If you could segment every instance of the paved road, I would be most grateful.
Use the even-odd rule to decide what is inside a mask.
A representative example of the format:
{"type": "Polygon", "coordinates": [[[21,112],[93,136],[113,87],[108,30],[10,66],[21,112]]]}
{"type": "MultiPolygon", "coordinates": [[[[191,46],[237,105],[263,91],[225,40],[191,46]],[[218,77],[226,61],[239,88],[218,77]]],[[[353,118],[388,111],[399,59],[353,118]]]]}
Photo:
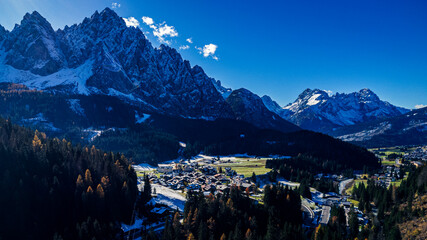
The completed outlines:
{"type": "Polygon", "coordinates": [[[347,184],[349,184],[351,181],[353,181],[353,179],[347,179],[340,182],[339,193],[341,195],[344,195],[345,186],[347,186],[347,184]]]}
{"type": "Polygon", "coordinates": [[[329,207],[329,206],[323,206],[322,207],[322,215],[320,216],[320,223],[321,224],[328,224],[330,213],[331,213],[331,207],[329,207]]]}
{"type": "Polygon", "coordinates": [[[311,219],[314,218],[313,210],[311,210],[311,208],[309,206],[305,205],[304,203],[301,204],[301,210],[303,210],[304,212],[308,212],[310,214],[311,219]]]}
═══
§ **EXERCISE OBJECTIVE**:
Every line from the one with "Use the even-odd" through the end of the records above belongs in the answer, copied exactly; no picture does.

§ **SOLUTION TO THIS EXERCISE**:
Use the even-odd rule to decide what is inside a mask.
A representative example of the format:
{"type": "Polygon", "coordinates": [[[21,112],[93,136],[113,87],[108,30],[10,66],[21,112]]]}
{"type": "MultiPolygon", "coordinates": [[[[191,46],[237,105],[263,91],[225,40],[191,46]],[[218,77],[226,61],[239,88],[218,77]]],[[[353,118],[388,111],[399,59],[353,118]]]]}
Photo:
The completed outlines:
{"type": "Polygon", "coordinates": [[[347,184],[349,184],[351,181],[353,181],[353,179],[347,179],[340,182],[339,193],[341,195],[344,195],[345,186],[347,186],[347,184]]]}
{"type": "Polygon", "coordinates": [[[329,207],[329,206],[323,206],[322,207],[322,215],[320,216],[320,223],[321,224],[328,224],[330,213],[331,213],[331,207],[329,207]]]}
{"type": "Polygon", "coordinates": [[[311,219],[314,218],[313,210],[311,210],[311,208],[309,206],[305,205],[304,203],[301,204],[301,210],[303,210],[304,212],[308,212],[310,214],[311,219]]]}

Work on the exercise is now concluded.